[start of EXCERPTED TEXT]

While waiting to spy the birds, I pulled out some wild bird coloring books that we had picked up at Zion National Park last fall. These books are so fabulous in that they educate kids totally under the guise of arts and crafts—so sneaky, my favorite kind of education. And the pictures are very detailed with accurately colored stickers at the front of the book and number codes to find the coloring page for that particular bird. We found the birds that the wild bird experts told us to expect and began to color. My oldest child colored a titmouse. My three-year-old colored a chickadee. My youngest daughter colored the dining room table. C’est la vie.
While they ate their lunches, I decided to sneak a peek at the feeders to see if we had hooked any birds.
I almost yelled across the house when I spotted a titmouse pecking at the feeder! How exciting to see exactly what we had learned about!
The girls have since seen the birds at their feeders, too. What a perfect way to honor and celebrate the creations on earth during this Ayyam-i-Ha!
Looking for more Ayyam-i-Ha crafts? Then check out this Adent style banner.
And better yet, what about birdseed feeders made from seed and gelatin in the shape of a nine-pointed star, a very important symbol in the Baha’i faith? Here you can purchase cookie cutters in the shape of a nine-pointed star: http://www.bahairesources.com/cookie-cutters.html
Simply mix a batch of plain gelatin according to package instructions and mix in the seed. Place the mix into the mold on a baking sheet lined with parchment or wax paper. Don’t forget to add your string to the mold in the center for a secure hold. Be sure to let the mold dry completely before removing. Hang it in the east so you will always see your nine-pointed star rising.

[end of EXCERPTED TEXT]
[start of RECORDS SUPPLIED]

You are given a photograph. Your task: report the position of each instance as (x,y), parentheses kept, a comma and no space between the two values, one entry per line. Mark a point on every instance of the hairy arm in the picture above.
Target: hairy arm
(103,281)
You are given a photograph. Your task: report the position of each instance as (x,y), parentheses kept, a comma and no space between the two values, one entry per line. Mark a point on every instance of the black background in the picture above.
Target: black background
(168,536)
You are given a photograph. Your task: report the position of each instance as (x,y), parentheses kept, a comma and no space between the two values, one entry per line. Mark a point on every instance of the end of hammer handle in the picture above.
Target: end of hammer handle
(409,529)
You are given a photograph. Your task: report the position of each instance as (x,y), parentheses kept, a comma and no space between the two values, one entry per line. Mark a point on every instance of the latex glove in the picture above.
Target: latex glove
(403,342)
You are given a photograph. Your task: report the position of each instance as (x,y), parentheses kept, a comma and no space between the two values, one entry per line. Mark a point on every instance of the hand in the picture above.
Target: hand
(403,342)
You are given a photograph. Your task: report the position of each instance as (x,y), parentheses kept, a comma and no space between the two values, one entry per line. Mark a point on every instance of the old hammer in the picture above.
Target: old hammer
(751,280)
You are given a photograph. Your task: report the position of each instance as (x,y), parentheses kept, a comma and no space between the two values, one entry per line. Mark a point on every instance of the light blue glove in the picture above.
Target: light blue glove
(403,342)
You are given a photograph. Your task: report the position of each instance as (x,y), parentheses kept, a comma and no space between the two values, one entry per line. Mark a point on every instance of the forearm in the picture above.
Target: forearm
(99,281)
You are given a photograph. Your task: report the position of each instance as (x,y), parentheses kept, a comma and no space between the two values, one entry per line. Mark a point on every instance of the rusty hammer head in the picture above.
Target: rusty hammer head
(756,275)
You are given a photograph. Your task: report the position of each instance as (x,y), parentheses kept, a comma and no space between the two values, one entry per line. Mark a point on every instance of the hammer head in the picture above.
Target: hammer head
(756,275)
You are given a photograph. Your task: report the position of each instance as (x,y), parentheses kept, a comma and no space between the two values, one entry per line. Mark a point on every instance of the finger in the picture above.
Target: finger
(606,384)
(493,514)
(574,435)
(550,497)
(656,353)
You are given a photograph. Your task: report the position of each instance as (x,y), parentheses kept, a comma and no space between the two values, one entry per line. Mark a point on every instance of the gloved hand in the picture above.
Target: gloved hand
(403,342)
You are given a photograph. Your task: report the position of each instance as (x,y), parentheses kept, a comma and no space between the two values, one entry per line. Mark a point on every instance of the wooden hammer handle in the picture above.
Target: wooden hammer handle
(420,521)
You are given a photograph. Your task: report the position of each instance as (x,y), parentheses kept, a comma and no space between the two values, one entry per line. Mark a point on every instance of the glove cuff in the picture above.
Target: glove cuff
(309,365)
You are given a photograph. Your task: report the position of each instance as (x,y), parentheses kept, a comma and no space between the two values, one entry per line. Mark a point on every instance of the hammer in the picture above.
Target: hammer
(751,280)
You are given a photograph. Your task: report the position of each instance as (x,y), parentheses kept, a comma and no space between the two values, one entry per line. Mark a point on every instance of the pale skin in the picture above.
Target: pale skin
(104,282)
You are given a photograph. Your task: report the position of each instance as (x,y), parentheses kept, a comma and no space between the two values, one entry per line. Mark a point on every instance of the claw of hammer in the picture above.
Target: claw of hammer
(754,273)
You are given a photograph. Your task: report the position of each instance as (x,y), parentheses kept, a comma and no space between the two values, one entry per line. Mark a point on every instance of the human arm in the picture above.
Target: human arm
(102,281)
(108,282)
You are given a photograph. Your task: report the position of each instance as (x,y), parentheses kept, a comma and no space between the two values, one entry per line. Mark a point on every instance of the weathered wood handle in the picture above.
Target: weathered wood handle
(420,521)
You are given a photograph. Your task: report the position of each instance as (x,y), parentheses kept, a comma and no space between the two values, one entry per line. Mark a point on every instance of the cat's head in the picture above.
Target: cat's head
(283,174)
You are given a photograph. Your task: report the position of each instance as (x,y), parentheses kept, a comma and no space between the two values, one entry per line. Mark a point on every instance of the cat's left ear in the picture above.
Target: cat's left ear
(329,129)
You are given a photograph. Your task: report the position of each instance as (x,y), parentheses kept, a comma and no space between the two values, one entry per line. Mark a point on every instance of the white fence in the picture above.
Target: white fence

[end of RECORDS SUPPLIED]

- WRITTEN TASK -
Answer these questions using the bird-feeder text:
1. Where were the wild bird coloring books picked up?
2. Which bird was seen pecking at the feeder?
3. What two things are mixed to make the star-shaped feeders?
The listing has no connection to the text.

- SOLUTION FOR THIS TASK -
1. Zion National Park, last fall.
2. A titmouse.
3. Plain gelatin and seed.